EXERCISES TO COMPLETE:
#1 In the entries, swap "couple embracing" for "two people hugging" from the first line up to and including the line with "235 48 L 236", and give those lines back with nothing else changed.
#2 Extend the text on audio frame offsets and streaming buffers from the point where it stops.

TEXT EXTRACT:
* * * * *
The processed audio may be subject to an initial frame offset, meaning that output samples may be delayed from the original input samples. There are a number of factors that can contribute to this offset. These can include buffer size, the resampling ratio if resampling is required, and the models used in the processing chain.

processOffline() will account for this delay and make a best effort to align the output audio with the input audio.

process() is suitable for use in a streaming scenario, and may return leading zeros.

When streaming, the most optimal approach is to create an input and output buffer up front and repeatedly populate the input buffer, call process and read from the output buffer. If the audio data is already in a numpy array then this can be used directly assuming the size is correct.

The best buffer size to use is dependent on the processing chain set up in the audio context request.

// Process a single block
std::vector<float> input(config.bufferLength, 1.0f);  // vector filled with 1s
std::vector<float> output(config.bufferLength, 0.0f); // vector filled with 0s

Iris::process(config.contextId, input.data(), output.data(), config.bufferLength);
// output now contains the processed audio block

# Process a single block
input = np.ones(config.buffer_length, dtype=np.float32)     # array filled with 1s
output = np.zeros(config.buffer_length, dtype=np.float32)   # array filled with 0s
iris.sdk.process(config.context_id,input,output,config.buffer_length)
* * * * *
INFORMATION GIVEN:
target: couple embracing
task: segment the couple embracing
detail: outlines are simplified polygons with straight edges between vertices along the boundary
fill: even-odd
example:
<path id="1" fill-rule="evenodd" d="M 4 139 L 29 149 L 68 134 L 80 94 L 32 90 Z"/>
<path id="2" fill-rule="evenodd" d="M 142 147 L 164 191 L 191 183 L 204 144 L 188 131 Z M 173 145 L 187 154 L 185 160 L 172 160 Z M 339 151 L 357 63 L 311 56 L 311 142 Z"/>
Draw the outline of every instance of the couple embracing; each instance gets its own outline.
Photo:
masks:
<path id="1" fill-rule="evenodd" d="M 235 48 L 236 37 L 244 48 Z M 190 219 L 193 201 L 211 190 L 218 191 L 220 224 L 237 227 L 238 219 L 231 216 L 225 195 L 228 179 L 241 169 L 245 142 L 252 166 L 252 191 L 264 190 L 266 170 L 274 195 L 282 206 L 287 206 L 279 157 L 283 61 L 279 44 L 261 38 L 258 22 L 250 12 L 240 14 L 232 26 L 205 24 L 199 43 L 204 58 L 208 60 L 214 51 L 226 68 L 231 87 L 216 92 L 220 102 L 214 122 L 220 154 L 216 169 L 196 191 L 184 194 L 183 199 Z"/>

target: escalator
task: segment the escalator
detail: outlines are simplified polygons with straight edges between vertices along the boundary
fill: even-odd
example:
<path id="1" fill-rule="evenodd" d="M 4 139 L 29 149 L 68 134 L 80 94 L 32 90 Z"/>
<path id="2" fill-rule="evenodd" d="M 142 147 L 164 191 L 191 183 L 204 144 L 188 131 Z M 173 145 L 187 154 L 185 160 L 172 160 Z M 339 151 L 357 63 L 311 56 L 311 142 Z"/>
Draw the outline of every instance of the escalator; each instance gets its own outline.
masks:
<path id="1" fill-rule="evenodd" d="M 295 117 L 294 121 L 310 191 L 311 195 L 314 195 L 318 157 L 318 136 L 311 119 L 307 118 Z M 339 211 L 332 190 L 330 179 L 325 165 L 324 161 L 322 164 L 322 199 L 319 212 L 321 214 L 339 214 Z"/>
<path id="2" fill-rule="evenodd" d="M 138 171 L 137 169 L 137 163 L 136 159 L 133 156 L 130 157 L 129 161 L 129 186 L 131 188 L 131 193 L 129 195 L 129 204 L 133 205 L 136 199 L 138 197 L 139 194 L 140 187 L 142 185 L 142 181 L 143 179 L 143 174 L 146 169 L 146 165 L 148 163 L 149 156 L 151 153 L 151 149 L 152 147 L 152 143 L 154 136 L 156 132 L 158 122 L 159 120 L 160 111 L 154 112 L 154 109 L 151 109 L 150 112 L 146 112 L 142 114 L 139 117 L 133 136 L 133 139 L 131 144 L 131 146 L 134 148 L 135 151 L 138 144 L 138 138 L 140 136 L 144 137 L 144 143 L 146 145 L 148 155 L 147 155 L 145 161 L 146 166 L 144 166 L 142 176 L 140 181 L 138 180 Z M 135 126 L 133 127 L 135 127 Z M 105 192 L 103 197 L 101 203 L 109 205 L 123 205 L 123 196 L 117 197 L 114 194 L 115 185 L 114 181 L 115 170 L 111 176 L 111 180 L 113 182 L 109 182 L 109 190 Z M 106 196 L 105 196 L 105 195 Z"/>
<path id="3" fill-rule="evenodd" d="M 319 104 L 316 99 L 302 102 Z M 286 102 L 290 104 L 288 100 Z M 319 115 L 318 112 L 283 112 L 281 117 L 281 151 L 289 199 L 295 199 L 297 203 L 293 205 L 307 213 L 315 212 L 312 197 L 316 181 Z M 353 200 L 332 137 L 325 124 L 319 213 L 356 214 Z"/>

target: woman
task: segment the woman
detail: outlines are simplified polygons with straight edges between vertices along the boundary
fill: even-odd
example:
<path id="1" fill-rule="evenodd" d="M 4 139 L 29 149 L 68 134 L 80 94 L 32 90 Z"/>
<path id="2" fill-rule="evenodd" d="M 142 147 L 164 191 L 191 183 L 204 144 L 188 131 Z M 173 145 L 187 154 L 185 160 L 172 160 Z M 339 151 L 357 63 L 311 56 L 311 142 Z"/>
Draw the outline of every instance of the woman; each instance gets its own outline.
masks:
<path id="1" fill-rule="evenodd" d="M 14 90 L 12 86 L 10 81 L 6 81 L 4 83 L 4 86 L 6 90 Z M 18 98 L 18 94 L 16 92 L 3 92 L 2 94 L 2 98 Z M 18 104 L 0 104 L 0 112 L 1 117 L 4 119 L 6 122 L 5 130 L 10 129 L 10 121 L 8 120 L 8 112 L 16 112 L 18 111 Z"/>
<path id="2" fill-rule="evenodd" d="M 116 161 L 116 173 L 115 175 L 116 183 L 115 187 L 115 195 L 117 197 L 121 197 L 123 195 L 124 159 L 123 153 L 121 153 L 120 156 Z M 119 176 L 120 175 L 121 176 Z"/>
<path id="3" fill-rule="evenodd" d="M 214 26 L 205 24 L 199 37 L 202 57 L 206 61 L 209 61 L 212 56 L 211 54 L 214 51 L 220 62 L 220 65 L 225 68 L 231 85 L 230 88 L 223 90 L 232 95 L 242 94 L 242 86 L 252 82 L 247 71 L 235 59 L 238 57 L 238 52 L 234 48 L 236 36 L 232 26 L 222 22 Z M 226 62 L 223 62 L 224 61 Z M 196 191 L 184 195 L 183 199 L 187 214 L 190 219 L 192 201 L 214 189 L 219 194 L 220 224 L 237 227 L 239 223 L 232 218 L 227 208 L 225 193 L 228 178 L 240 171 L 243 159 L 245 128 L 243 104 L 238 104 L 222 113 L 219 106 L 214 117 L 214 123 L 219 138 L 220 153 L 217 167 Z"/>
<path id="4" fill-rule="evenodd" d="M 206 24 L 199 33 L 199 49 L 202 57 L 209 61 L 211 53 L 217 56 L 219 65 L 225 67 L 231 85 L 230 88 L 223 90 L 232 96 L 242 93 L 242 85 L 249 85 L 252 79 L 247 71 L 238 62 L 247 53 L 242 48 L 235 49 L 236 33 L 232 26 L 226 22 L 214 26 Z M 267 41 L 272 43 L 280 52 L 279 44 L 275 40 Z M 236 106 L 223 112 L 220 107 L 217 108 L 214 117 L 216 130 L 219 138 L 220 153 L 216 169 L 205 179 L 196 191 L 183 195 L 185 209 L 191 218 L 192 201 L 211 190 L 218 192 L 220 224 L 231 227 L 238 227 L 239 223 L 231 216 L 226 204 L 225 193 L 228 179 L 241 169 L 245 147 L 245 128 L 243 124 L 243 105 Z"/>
* * * * *
FINAL RESULTS:
#1
target: two people hugging
task: segment the two people hugging
detail: outlines are simplified polygons with straight edges between vertices along the boundary
fill: even-odd
example:
<path id="1" fill-rule="evenodd" d="M 4 139 L 29 149 L 68 134 L 80 94 L 32 90 Z"/>
<path id="2" fill-rule="evenodd" d="M 142 147 L 164 191 L 191 183 L 204 144 L 188 131 Z M 173 145 L 187 154 L 185 160 L 172 160 Z M 339 151 L 357 63 L 311 56 L 311 142 Z"/>
Draw the outline of every instance of the two people hugging; each instance gets its own outline.
Photo:
masks:
<path id="1" fill-rule="evenodd" d="M 235 48 L 236 37 L 244 48 Z M 190 219 L 193 201 L 211 190 L 218 191 L 220 224 L 237 227 L 238 219 L 231 216 L 225 195 L 228 179 L 241 169 L 245 142 L 252 166 L 252 191 L 264 190 L 266 170 L 274 195 L 282 206 L 287 206 L 279 157 L 283 61 L 279 44 L 261 38 L 258 22 L 250 12 L 240 14 L 232 26 L 205 24 L 199 43 L 204 58 L 208 60 L 214 51 L 226 68 L 231 87 L 216 92 L 220 102 L 214 122 L 220 154 L 216 169 L 196 191 L 184 194 L 183 199 Z"/>

#2
# output now contains the processed audio block

// Process a single block
const input = new Float32Array(config.bufferLength).fill(1);     // array filled with 1s
const output = new Float32Array(config.bufferLength).fill(0);     // array filled with 0s
iris.process(config.contextId, input, output, config.bufferLength);
// output now contains the processed audio block

The last parameter to process() is the size in frames of the audio data to process. A frame is defined as the number of individual samples multiplied by the number of channels. For multi channel audio the expected data format is interleaved, eg [L0,R0,L1,R1,L2,R2….]

If the sdk client is able to provide a consistent buffer size on each call to process, then the fixed frame count attribute should be set to true in the audio context request. This is the default value. When receiving audio from some audio interfaces or hardware drivers the amount of audio may fluctuate slightly. If this is the case fixed frame count should be set to false.

If the context is given less data than it requires to successfully run then the data will be buffered internally.

Note

process() is not intended to be used for large buffers of audio. Instead it should be called in a loop as each block of audio becomes available from the stream. When processing a file break it into blocks corresponding to the buffer length in the audio context config. See the example code for more on this. A typical buffer size to use is around 480 samples for 48kHz audio, or 256 samples for 16kHz audio. Passing much larger buffers will not increase processing speed but will incur a larger memory overhead.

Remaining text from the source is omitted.